[Dataset excerpt]
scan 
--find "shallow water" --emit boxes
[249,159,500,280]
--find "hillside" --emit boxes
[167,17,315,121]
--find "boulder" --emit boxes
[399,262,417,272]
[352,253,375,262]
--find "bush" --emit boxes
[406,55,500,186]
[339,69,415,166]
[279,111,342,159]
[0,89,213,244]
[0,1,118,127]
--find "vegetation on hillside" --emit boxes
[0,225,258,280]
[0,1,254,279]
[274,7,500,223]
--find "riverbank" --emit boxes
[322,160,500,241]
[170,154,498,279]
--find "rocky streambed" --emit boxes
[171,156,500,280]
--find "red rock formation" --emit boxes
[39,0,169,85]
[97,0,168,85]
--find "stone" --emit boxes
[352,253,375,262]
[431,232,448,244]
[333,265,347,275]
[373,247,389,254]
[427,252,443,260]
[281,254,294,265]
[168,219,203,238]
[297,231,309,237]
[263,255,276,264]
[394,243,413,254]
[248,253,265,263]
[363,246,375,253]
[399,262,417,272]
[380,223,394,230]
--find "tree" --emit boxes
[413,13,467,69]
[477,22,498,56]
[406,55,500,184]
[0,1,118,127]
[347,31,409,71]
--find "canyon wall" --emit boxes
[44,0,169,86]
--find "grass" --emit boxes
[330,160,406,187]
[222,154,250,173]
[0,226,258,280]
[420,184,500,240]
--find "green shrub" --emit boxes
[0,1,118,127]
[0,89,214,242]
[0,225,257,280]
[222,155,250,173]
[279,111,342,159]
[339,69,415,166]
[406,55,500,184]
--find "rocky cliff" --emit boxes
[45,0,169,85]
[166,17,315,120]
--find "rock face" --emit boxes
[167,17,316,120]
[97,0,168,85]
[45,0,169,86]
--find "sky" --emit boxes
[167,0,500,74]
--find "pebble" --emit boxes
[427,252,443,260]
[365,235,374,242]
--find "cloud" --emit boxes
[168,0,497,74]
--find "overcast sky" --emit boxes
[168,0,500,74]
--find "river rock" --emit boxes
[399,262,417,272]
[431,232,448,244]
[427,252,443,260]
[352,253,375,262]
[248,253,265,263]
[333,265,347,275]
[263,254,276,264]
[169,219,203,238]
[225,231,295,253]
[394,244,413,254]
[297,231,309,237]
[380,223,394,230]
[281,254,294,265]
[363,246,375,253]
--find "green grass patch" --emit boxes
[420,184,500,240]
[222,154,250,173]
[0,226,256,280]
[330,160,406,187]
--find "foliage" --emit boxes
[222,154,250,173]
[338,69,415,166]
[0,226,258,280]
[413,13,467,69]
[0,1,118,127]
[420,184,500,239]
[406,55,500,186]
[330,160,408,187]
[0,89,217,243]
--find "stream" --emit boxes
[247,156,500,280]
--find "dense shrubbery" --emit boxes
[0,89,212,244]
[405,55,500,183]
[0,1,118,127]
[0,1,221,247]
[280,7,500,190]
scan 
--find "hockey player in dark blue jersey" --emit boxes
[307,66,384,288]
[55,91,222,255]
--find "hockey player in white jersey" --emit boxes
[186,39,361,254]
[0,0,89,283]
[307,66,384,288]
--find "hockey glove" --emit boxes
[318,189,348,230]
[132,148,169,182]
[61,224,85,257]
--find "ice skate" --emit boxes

EXERCISE PROMPT ::
Count the lines in the dataset excerpt above that contain the string "rocky" and give only that number.

FINAL ANSWER ::
2